### Consigne 1
Indiquez si chacune des affirmations (a), (b) et (c) concorde avec le texte sur la taille des répétitions CAG, en répondant par oui ou par non et en citant les mots décisifs de ce texte.
(a) L'étude conduite par le Prof Jim Gusella portait sur plus de 4000 personnes.
(b) Une fois le patient exceptionnel retiré de l'analyse, un effet de la petite taille de CAG subsistait.
(c) La nouvelle étude a été publiée dans la revue Neurology.
### Consigne 2
Rédigez la suite du texte sur la taille des répétitions CAG, à partir de sa dernière phrase.
··· Extrait choisi
Etrange - mais il semblait évident que les deux tailles de CAG étaient importantes.
Pas si vite!
Si vous vous prenez la tête avec ces petites et grandes tailles, calmez-vous! Parce que grâce à une nouvelle étude qui vient de paraître dans la revue Neurology, tout semble plus facile à comprendre.
Un groupe de chercheurs a réalisé une étude encore plus grande sous la conduite du Prof Jim Gusella du Massachussets General Hospital à Boston, impliquant plus de 4000 personnes faisant partie des études REGISTRY,COHORT et PREDICT. Cette nouvelle étude reprend toutes les valeurs depuis 2009 et inclut un grand nombre de nouvelles valeurs.
Gusella voulait revenir au point de départ de sorte que son équipe a remis en question tous les modèles statistiques utilisés auparavant.
Ce qu'ils ont trouvé est un peu subtil mais très intéressant. Lorsque les experts en statistique analysent les données, ils doivent faire certaines hypothèses afin de pouvoir utiliser des formules mathématiques pour faire des prédictions. Habituellement,cela fonctionne car la majorité des données tendent à se comporter comme prévu.
Mais dans ce cas, ils ont trouvé qu'une hypothèse qu'ils avaient faite n'était pas juste. En particulier, ils ont constaté qu'un seul patient exceptionnel - avec une très grande répétition de 120 CAG et une très petite taille de répétitions de 11 - était à blâmer pour l'effet global apparent de la petite taille de CAG! Lorsqu'ils ont analysé à nouveau les données en retirant ce patient particulier, ils n'ont pas trouvé d'effet de la petite taille de CAG. L'unique facteur responsable du moment de l'apparition des symptômes est la taille de la grande répétition de CAG.
Partir de zéro
Comme une seule personne avait eu un résultat aussi trompeur sur un échantillon d'environ mille sujets, l'équipe de Gusella a créé pour analyser leur grand ensemble de données un meilleur modèle statistique moins sensible aux cas extrêmes isolés.
Ce qu'ils ont trouvé est réellement très rassurant. Il n'y a pas d'effet de la petite taille de répétitions CAG ni aucune évidence d'une interaction entre la petite et la grande taille.
······
··· Lignes fournies
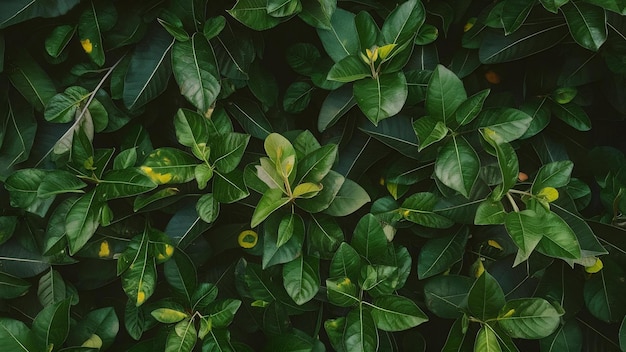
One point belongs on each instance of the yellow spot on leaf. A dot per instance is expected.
(104, 251)
(141, 297)
(597, 266)
(550, 194)
(248, 239)
(509, 313)
(495, 244)
(155, 176)
(87, 46)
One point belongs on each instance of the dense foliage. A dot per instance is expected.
(311, 175)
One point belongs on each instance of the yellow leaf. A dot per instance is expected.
(550, 194)
(248, 239)
(104, 251)
(385, 50)
(597, 266)
(87, 46)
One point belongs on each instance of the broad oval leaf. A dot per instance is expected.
(381, 97)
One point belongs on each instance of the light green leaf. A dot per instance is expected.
(486, 340)
(444, 95)
(349, 69)
(253, 14)
(439, 254)
(396, 313)
(529, 318)
(457, 165)
(301, 278)
(382, 97)
(587, 24)
(195, 72)
(149, 69)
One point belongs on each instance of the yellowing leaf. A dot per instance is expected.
(87, 46)
(247, 239)
(104, 251)
(385, 50)
(550, 194)
(94, 341)
(155, 176)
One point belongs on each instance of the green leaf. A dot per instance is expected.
(555, 174)
(169, 165)
(195, 72)
(253, 14)
(369, 239)
(403, 22)
(230, 187)
(470, 108)
(149, 69)
(572, 115)
(509, 124)
(168, 315)
(445, 295)
(271, 200)
(31, 81)
(457, 165)
(439, 254)
(526, 41)
(418, 208)
(382, 97)
(301, 278)
(514, 13)
(529, 318)
(485, 298)
(52, 323)
(349, 199)
(124, 183)
(139, 279)
(182, 338)
(297, 97)
(486, 340)
(12, 287)
(360, 333)
(250, 117)
(429, 131)
(396, 313)
(58, 40)
(180, 274)
(444, 95)
(346, 263)
(587, 24)
(341, 39)
(349, 69)
(102, 322)
(318, 13)
(604, 293)
(227, 150)
(51, 289)
(82, 220)
(90, 34)
(19, 11)
(15, 335)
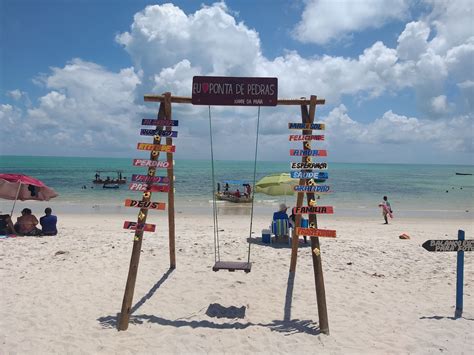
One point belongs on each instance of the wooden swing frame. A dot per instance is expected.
(308, 110)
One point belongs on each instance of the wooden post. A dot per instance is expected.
(315, 248)
(169, 158)
(137, 243)
(299, 199)
(459, 279)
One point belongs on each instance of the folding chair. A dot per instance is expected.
(280, 228)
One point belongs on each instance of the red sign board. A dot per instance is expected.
(234, 91)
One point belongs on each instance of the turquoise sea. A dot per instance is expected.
(358, 188)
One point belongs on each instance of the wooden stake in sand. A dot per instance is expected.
(460, 246)
(307, 125)
(164, 113)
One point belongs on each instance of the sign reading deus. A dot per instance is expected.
(235, 91)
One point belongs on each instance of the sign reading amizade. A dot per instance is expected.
(235, 91)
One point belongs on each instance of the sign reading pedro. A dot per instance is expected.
(234, 91)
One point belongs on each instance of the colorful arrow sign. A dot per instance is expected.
(305, 137)
(313, 210)
(158, 132)
(145, 227)
(151, 122)
(314, 232)
(150, 179)
(152, 163)
(312, 188)
(145, 204)
(137, 186)
(156, 147)
(309, 175)
(308, 152)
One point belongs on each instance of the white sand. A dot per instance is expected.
(385, 295)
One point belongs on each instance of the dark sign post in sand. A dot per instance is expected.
(460, 246)
(234, 91)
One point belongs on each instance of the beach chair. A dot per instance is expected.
(280, 228)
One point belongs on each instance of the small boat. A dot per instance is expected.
(236, 191)
(108, 181)
(108, 186)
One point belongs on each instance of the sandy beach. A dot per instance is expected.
(384, 295)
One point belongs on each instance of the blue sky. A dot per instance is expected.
(397, 75)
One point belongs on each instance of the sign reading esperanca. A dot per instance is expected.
······
### Réponse 1
(a) Oui : « impliquant plus de 4000 personnes ».
(b) Non : « ils n'ont pas trouvé d'effet de la petite taille de CAG ».
(c) Oui : « une nouvelle étude qui vient de paraître dans la revue Neurology ».

### Réponse 2
Même chez les dix patients avec deux tailles de CAG anormalement grandes, le seul facteur modifiant l'âge du début a été la plus grande des deux tailles. Nous sommes donc à nouveau face à une situation relativement simple: la taille de la grande répétition est à mettre en relation avec l'âge du début mais pas au point de pouvoir prédire cet âge chez une personne particulière. En attendant,la petite taille de répétitions ne semble pas avoir d'importance.
Recul ou avancée?
Cette nouvelle étude pourrait être ressentie comme une déconvenue: quelque chose que nous croyions vraie ne l'est plus. Mais nous voyons les choses différemment. Nous pensons que trouver la vérité sur la cause de la maladie de Huntington est la chose la plus importante, même si cela nécessite de remettre en question nos suppositions de base.
En fait,la suggestion de 2009 de l'interaction entre la petite et la grande taille de répétitions CAG était un peu embarrassante et était assez difficile à expliquer au vu de nos connaissances sur la protéine huntingtine mutante.
Maintenant, nous savons donc que la petite répétition retrouve son état original, à l'ombre et nous avons une raison de moins de nous inquiéter inutilement. Nous savons aussi que les statistiques qui soutiennent notre connaissance sont solides. Une autre avancée de cette étude est de nous donner de nouveaux modèles mathématiques plus fiables pour étudier l'effet des variantes génétiques déterminant le début des symptômes.
Comme de grandes recherches explorant l'entièreté du génome humain pour les gènes qui influencent la maladie de Huntington sont en cours, ces méthodes seront probablement très précieuses dans un futur proche.
Ceci est un bon exemple de ce que nous avons déjà dit: la science est cumulative. Chaque jour, nous connaissons un peu plus à propos de la maladie de Huntington. Chaque jour, un traitement efficace se rapproche d'un jour.